**INSTRUCTIONS FOR THE TASK:** The reply should contain the full listing exactly as written and no pictures at all.

**DATA RECORDS:**
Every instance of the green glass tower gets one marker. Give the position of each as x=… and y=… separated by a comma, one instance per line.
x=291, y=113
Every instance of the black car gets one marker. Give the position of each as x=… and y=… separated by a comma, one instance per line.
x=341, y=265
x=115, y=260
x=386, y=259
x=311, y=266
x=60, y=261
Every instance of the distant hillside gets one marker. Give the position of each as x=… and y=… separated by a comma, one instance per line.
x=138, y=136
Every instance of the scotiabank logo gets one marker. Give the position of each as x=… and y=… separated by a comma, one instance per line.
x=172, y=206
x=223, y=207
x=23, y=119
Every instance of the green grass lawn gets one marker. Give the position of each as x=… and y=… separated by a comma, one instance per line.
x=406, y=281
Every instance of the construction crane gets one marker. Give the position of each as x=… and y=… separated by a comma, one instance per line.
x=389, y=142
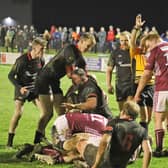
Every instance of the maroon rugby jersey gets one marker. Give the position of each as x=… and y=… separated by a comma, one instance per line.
x=157, y=61
x=85, y=122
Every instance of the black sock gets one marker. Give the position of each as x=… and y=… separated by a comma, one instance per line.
x=144, y=124
x=38, y=136
x=10, y=139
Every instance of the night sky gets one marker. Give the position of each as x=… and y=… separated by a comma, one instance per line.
x=98, y=13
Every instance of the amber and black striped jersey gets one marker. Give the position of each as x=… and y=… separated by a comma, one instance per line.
x=127, y=135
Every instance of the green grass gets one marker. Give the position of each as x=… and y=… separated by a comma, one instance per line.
x=28, y=123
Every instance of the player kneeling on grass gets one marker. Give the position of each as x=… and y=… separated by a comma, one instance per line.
x=121, y=138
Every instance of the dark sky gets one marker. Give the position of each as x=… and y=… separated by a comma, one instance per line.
x=96, y=13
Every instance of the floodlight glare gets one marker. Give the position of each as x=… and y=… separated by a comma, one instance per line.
x=8, y=21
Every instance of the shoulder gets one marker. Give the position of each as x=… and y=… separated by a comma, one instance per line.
x=22, y=59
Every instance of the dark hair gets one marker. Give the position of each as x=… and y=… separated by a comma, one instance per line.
x=79, y=71
x=131, y=108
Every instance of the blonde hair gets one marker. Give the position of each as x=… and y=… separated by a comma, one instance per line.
x=153, y=35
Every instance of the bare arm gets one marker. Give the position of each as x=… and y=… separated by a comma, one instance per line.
x=90, y=104
x=147, y=75
x=147, y=153
x=101, y=150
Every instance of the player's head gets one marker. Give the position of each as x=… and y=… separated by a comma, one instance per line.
x=78, y=76
x=131, y=109
x=149, y=41
x=86, y=42
x=125, y=40
x=38, y=46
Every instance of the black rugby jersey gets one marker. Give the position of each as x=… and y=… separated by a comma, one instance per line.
x=91, y=89
x=69, y=55
x=127, y=135
x=25, y=71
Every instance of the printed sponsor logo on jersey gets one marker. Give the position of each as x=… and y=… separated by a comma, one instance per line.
x=147, y=54
x=164, y=48
x=125, y=65
x=109, y=128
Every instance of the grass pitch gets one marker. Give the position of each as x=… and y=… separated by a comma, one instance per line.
x=28, y=123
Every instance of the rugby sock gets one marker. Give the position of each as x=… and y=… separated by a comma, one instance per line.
x=10, y=139
x=144, y=124
x=159, y=135
x=38, y=136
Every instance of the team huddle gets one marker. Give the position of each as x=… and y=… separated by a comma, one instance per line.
x=85, y=132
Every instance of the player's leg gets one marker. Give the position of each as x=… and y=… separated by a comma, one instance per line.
x=57, y=100
x=46, y=114
x=160, y=100
x=14, y=121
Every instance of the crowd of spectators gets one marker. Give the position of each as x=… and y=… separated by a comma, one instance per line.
x=20, y=37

**ANSWER SECTION:**
Every instance of the green glass tower gets one marker. Give the position of each as x=… and y=… separated by a comma, one instance per line.
x=291, y=113
Every instance of the black car gets one marker. Give the position of each as x=… and y=… separated by a comma, one instance per line.
x=341, y=265
x=115, y=260
x=386, y=259
x=311, y=266
x=60, y=261
Every instance of the distant hillside gets one marker. Give the position of each as x=… and y=… separated by a comma, one instance per line.
x=138, y=136
Every instance of the scotiabank logo gets one marker. Give the position of each as x=… and y=… separated by a comma, one instance per line.
x=172, y=206
x=223, y=207
x=23, y=119
Every instance of the green grass lawn gets one marker. Give the position of each as x=… and y=… separated by a comma, one instance per line.
x=406, y=281
Every instance of the construction crane gets one marker. Give the position of each as x=… and y=… separated by a comma, one instance per line.
x=389, y=142
Every instance of the maroon rugby jersey gets one marker. Give the position of each as x=… and y=… separated by a comma, one instance per line.
x=157, y=61
x=85, y=122
Every instance of the black sock gets one marker. Give the position of each as x=… and y=… separated by a comma, one instance per line.
x=144, y=124
x=38, y=136
x=10, y=139
Every instance of the night sky gets one marker. Give the position of each as x=… and y=… separated by a comma, one instance per line.
x=98, y=13
Every instance of the amber and black striped jersey gets one marker. Give the position of each as x=… and y=… separated by a comma, one instance per line.
x=127, y=135
Every instance of the green grass gets one marker. Give the position of each as x=… and y=… separated by a comma, one instance per line.
x=28, y=123
Every instance of the player kneeling on grass gets one marker. Give the position of each as x=… and y=… separated by a comma, one instance per line.
x=121, y=138
Every instance of the dark sky gets one marker. Give the position of each as x=… and y=… separated by a comma, one instance per line.
x=96, y=13
Every instance of the floodlight glare gets one marker. Give the position of each as x=… and y=… separated by a comma, one instance per line.
x=8, y=21
Every instance of the shoulder gets one marker. Give the position of each as x=… and y=… separated by a comma, one instance per line.
x=22, y=59
Every instance of the dark hair gets one marker. Give the position of each as x=… and y=… separated by a comma, one instance per line.
x=79, y=71
x=131, y=108
Every instance of the blonde hair gets one marker. Give the position of each as x=… and y=… separated by a comma, one instance per line.
x=153, y=35
Every instance of the bare arm gets one marker. Give the position of each as x=… and y=… separated by a comma, one instance per line.
x=90, y=104
x=147, y=75
x=147, y=153
x=101, y=150
Every instance of the player's head gets one marker. Give the position of each as x=… and y=… separated by a comma, one instance per line.
x=78, y=76
x=131, y=109
x=149, y=41
x=86, y=42
x=125, y=40
x=38, y=46
Every instance of the black rugby jersey gets one marker. Give the position of each as x=… and y=… separated by a comma, one instance per line.
x=91, y=89
x=69, y=55
x=127, y=135
x=25, y=71
Every instance of the printed sponsor logo on jersey gets one marker. Give the position of each as x=… and y=… separated by a comma, one instance per line.
x=147, y=54
x=164, y=48
x=125, y=65
x=109, y=128
Every instance of the grass pitch gets one marker. Give the position of each as x=… and y=… separated by a comma, one instance per line.
x=28, y=123
Every instance of the rugby sock gets one marker. Give the position of each as x=… and y=… separated by a comma, one instance per line.
x=10, y=139
x=144, y=124
x=159, y=135
x=38, y=136
Every instance of the team huddle gets one marker. Give the position of each as x=… and y=… separated by a comma, one instance per line.
x=85, y=132
Every instance of the player's leg gets one marker. Give the position of each as x=… and y=… separated by a comma, one instance per line.
x=57, y=100
x=46, y=114
x=160, y=100
x=14, y=121
Every instance of the crowd of spectators gets one marker. Give the position of each as x=… and y=… separated by a comma, one instance per line.
x=20, y=37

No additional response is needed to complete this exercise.